[The records — start]
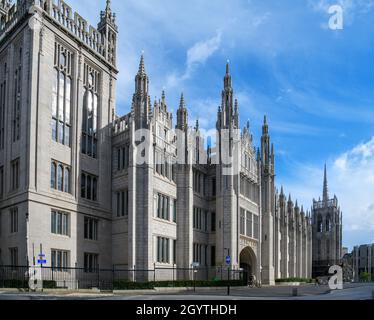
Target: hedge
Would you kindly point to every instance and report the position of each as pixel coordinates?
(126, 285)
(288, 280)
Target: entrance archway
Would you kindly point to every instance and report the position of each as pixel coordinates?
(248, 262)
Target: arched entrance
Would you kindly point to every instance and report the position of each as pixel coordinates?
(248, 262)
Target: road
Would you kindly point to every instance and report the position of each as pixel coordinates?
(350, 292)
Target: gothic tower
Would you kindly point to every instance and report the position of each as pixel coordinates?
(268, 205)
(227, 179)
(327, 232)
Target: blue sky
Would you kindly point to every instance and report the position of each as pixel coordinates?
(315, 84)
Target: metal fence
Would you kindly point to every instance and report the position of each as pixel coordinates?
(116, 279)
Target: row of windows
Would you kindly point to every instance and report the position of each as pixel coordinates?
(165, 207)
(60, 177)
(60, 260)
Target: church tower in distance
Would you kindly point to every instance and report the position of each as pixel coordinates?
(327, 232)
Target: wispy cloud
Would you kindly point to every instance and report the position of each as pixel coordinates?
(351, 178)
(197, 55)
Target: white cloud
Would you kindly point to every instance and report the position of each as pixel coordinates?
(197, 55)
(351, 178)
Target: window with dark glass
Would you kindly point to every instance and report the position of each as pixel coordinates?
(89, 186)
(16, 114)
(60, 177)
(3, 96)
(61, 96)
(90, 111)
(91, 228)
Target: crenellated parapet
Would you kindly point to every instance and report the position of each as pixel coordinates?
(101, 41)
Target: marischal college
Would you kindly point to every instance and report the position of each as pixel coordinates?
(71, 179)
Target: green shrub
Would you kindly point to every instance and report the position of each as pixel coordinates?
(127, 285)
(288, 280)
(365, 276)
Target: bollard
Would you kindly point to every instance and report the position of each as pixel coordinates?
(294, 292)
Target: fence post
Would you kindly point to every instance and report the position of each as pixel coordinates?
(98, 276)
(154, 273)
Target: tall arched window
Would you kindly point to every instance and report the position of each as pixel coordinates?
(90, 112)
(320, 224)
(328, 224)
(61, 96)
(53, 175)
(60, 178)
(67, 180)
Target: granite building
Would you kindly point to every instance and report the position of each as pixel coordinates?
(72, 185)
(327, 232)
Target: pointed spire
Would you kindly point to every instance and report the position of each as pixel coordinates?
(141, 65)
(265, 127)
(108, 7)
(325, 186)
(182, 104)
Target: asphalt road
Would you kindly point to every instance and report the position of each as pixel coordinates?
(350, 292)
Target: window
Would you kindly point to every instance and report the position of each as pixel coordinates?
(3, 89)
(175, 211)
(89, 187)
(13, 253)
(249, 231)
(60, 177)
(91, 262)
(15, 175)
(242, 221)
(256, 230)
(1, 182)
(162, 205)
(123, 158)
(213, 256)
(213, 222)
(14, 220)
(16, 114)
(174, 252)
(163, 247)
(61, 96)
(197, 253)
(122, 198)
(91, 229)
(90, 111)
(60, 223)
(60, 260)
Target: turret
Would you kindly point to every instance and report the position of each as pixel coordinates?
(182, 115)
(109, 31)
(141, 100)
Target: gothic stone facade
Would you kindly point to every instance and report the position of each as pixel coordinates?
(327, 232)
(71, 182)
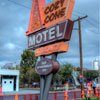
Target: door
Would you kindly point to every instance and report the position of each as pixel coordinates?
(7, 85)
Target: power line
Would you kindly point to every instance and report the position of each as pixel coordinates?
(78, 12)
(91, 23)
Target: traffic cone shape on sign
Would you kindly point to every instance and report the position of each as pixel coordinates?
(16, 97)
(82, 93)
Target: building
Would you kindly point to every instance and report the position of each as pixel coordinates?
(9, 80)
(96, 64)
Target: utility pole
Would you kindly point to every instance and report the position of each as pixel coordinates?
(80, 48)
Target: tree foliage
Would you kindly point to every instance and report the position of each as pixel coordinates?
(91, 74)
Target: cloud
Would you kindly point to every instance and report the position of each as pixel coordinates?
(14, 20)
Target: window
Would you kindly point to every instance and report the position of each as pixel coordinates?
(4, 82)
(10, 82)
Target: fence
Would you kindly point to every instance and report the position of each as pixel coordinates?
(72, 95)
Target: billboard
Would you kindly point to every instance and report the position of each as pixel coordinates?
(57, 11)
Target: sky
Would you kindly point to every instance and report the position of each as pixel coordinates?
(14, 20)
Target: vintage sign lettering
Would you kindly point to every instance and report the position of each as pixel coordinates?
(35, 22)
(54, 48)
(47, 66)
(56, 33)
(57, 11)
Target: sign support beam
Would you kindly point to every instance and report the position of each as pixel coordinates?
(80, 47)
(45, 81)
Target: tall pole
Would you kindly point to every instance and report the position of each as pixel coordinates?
[The records — finish]
In the copy, include every line of the records exactly and none of the images.

**Written reply**:
Target: hedge
Would you kindly point to every instance and report the position of each as pixel coordinates?
(126, 285)
(288, 280)
Target: entrance archway
Would you kindly point to every instance and report the position of each as pixel coordinates?
(248, 262)
Target: arched entrance
Would you kindly point to every instance and report the position of each as pixel coordinates?
(248, 262)
Target: road
Would you kindly point to every instance and report the position of each as pixel coordinates?
(350, 292)
Target: gothic tower
Would you kindly point to every instance and report the position of each as pixel coordinates?
(268, 205)
(227, 179)
(327, 232)
Target: blue sky
Would you kindly point to every instance and report the position of each as pixel coordinates?
(315, 84)
Target: metal fence
Would you kindly point to every instance and report the position of each as pixel coordinates?
(116, 279)
Target: row of windows
Would you kindly point to every instance and report the position of each as pixel coordinates?
(165, 207)
(60, 177)
(60, 260)
Target: church tower in distance
Would you kindly point to every instance and report the position of each as pixel coordinates?
(327, 232)
Target: wispy cloud
Would you kindly point to every instance and report the position of each as pixel coordinates?
(351, 178)
(197, 55)
Target: white cloud
Would you kindly point to every instance and report the position of each as pixel coordinates?
(197, 55)
(351, 178)
Target: window with dark glass
Would you kindly point to every instance and report the position of each as pixel coordinates?
(89, 186)
(16, 114)
(60, 177)
(3, 96)
(61, 96)
(90, 111)
(91, 228)
Target: crenellated parapet
Would you kindly point to every instance and report the position of each as pixel coordinates?
(101, 41)
Target: marischal college
Would you kindly point to every instance and report the position of each as pixel coordinates?
(71, 179)
Target: green shrub
Would you kindly point to every instance and report the position of each as pixel coordinates?
(127, 285)
(288, 280)
(365, 276)
Target: bollard
Would you kindly point to every instance and report the position of each as pixel coordinates?
(294, 292)
Target: fence post
Would you kindly point to every instance and report the position of each as pixel coordinates?
(98, 276)
(154, 273)
Target: tall arched window
Would you kindly point to every instance and report the position of each as pixel coordinates?
(90, 112)
(320, 224)
(328, 224)
(61, 96)
(53, 175)
(60, 178)
(67, 180)
Target: granite building
Would you kindly point to every instance and report the position of each as pixel coordinates?
(72, 185)
(327, 232)
Target: pointed spire
Would you kindly point to every instance and report the position of each as pixel coordinates?
(141, 65)
(265, 127)
(108, 7)
(325, 186)
(182, 104)
Target: asphalt road
Would you kindly point to every instance and report the position of each as pixel coordinates?
(350, 292)
Target: window
Would you kindly point to every instance and report the position of each as pixel coordinates?
(3, 89)
(175, 211)
(89, 187)
(13, 253)
(249, 231)
(60, 177)
(91, 262)
(15, 175)
(242, 221)
(256, 230)
(1, 182)
(162, 205)
(123, 158)
(213, 256)
(213, 222)
(14, 220)
(16, 114)
(174, 252)
(163, 247)
(61, 96)
(197, 253)
(122, 198)
(91, 229)
(90, 111)
(60, 223)
(60, 260)
Target: turret
Would you kindly point to every instance and report the position of each as pixel coordinates?
(182, 115)
(109, 31)
(141, 100)
Target: gothic stone facade
Would you kindly point to every instance and report the position of each as pixel coordinates?
(327, 232)
(71, 182)
Target: door
Would you kindly point to every instance and report the position of each as pixel coordinates?
(7, 85)
Target: power line
Would you kindly point to every instance and report the position of each as pixel coordinates?
(78, 12)
(91, 23)
Target: traffic cone shape on sign
Would you kindly point to every instance and report the position of each as pixel coordinates?
(16, 97)
(82, 93)
Target: building
Would you kindly point to every instance and report the position of each as pixel coordinates?
(9, 80)
(96, 64)
Target: utility pole
Would you kindly point to every instance and report the position of each as pixel coordinates?
(80, 48)
Target: tree foliage
Would you kindly point to every instance and report the position of each as pixel coordinates?
(91, 74)
Target: cloud
Would you kindly point to every instance and report the position of each as pixel coordinates?
(14, 20)
Target: window
Would you kindly point to every instance and report the position of each as pixel coordinates?
(4, 82)
(10, 82)
Target: fence
Would you kindly point to every instance and report the position of each as pixel coordinates?
(72, 95)
Target: billboard
Would you kindly point to every instance and report the position of each as pixel coordinates?
(57, 11)
Target: sky
Would you kindly point to every instance and report the position of each as pixel coordinates?
(14, 20)
Target: vintage sign lettering
Would you kindly point to every instance and report the position of each as pixel coordinates?
(35, 22)
(54, 48)
(47, 66)
(56, 33)
(57, 11)
Target: sign support beam
Would you kindly point to every instance and report the position of each as pixel coordinates?
(80, 47)
(45, 81)
Target: tall pole
Would you kindly point to every instance and report the position of each as pixel coordinates?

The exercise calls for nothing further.